+++ PROVIDED RECORDS +++
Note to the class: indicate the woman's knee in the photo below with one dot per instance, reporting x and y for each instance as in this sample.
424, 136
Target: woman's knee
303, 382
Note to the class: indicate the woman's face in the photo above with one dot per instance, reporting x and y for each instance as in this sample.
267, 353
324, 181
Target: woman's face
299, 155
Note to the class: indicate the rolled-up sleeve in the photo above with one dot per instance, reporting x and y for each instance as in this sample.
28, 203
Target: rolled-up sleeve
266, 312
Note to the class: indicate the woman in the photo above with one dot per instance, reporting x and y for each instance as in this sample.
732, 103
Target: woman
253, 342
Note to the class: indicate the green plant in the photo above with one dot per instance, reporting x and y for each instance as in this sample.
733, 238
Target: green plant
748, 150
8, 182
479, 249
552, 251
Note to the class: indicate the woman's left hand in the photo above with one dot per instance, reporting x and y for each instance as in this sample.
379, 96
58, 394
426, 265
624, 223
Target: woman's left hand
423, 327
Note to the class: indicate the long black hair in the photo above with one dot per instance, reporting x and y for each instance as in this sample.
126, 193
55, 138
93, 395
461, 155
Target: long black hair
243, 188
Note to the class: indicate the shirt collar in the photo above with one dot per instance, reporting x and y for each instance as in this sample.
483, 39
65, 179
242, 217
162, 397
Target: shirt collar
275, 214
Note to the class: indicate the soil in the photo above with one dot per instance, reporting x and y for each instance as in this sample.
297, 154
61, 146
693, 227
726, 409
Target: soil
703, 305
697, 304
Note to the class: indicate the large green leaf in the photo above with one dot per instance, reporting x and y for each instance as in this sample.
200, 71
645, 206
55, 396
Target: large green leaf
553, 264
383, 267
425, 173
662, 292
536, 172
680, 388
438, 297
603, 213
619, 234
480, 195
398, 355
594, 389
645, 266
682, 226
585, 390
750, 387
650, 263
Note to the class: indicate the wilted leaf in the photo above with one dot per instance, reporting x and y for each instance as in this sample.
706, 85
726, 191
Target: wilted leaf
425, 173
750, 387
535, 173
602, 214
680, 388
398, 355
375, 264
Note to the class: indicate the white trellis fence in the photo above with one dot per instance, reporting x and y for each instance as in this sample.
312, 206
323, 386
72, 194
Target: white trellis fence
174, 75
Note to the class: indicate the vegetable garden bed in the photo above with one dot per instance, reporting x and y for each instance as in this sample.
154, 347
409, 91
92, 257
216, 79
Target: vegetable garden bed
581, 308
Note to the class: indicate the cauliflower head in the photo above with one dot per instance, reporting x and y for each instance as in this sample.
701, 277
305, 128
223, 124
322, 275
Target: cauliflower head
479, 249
+++
- **WHAT IS BEING ASKED**:
The full set of records is to be written out once more, word for word.

- **YOUR RESPONSE**:
Note to the class: indicate the woman's knee in the photo below with one dot per instance, reporting x and y for each instance as in this sample.
424, 136
Target: woman's knee
303, 382
Note to the class: indicate the woman's face in the photo above with one dot per instance, reporting x and y for each instance as in this sample.
267, 353
324, 181
Target: woman's face
299, 155
Note to the class: indicate the rolled-up sleeve in the photo above with one dot per instance, reporting x and y for each instance as in this sample.
28, 203
Target: rolled-up sleeve
266, 312
Note to the class: indicate the woman in the photo above with one dot per instance, reporting x and y for each instance as in this sample.
732, 103
Target: woman
253, 342
Note to the class: indicate the green plant in the photo above with one dot per instance, reporting x and y for each instance as in this sample.
733, 238
Target: green plant
748, 150
8, 182
479, 249
552, 251
Note to the class: indicate the woman's left hand in the photo above with one dot per instance, reporting x and y for each instance as in this sample.
379, 96
58, 394
426, 265
624, 223
Target: woman's left hand
423, 327
Note to the class: indicate the long black hair in the photo above with one dot per instance, reporting x and y for each instance as in this sample.
126, 193
55, 138
93, 395
461, 155
Target: long black hair
243, 188
Note to the class: indicate the shirt collar in the photo above with one dot per instance, reporting x and y for each instance as in this sample.
483, 39
65, 179
242, 217
162, 397
Target: shirt collar
275, 214
Note to the class: indicate the soil in the photo above with one dot per instance, reporting x and y for each instance as in this sample.
297, 154
61, 146
693, 227
726, 409
Target: soil
703, 305
697, 304
Note to the class: indicate the large green leaf in the photo above with one dot per instance, reporting x and y for each instance as in this sample.
200, 71
645, 206
55, 396
Target: large green leaf
553, 264
383, 267
425, 173
662, 292
536, 172
680, 388
438, 297
603, 213
619, 234
480, 195
398, 355
594, 389
645, 266
682, 226
585, 390
750, 387
650, 263
Note to the class: indicate the wilted leaf in the photo above with one dot per instance, reporting x and y for each instance as in this sample.
706, 85
726, 191
Target: wilted leaf
425, 173
750, 387
535, 173
602, 214
680, 388
398, 355
375, 264
Note to the class: indicate the white trellis fence in the photo above with one dot per instance, reporting x and y for each instance as in this sample.
312, 206
323, 386
72, 194
Target: white trellis fence
174, 75
Note to the class: indicate the vegetable garden bed in the photo above with one dot per instance, reporting x and y for each instance as in this sample.
154, 347
409, 91
92, 257
216, 79
Target: vegetable garden bed
581, 308
Note to the class: indicate the cauliflower head in the photo above with one dot per instance, reporting x and y for each instance as in this sample.
701, 277
305, 128
223, 124
322, 275
Target: cauliflower head
479, 249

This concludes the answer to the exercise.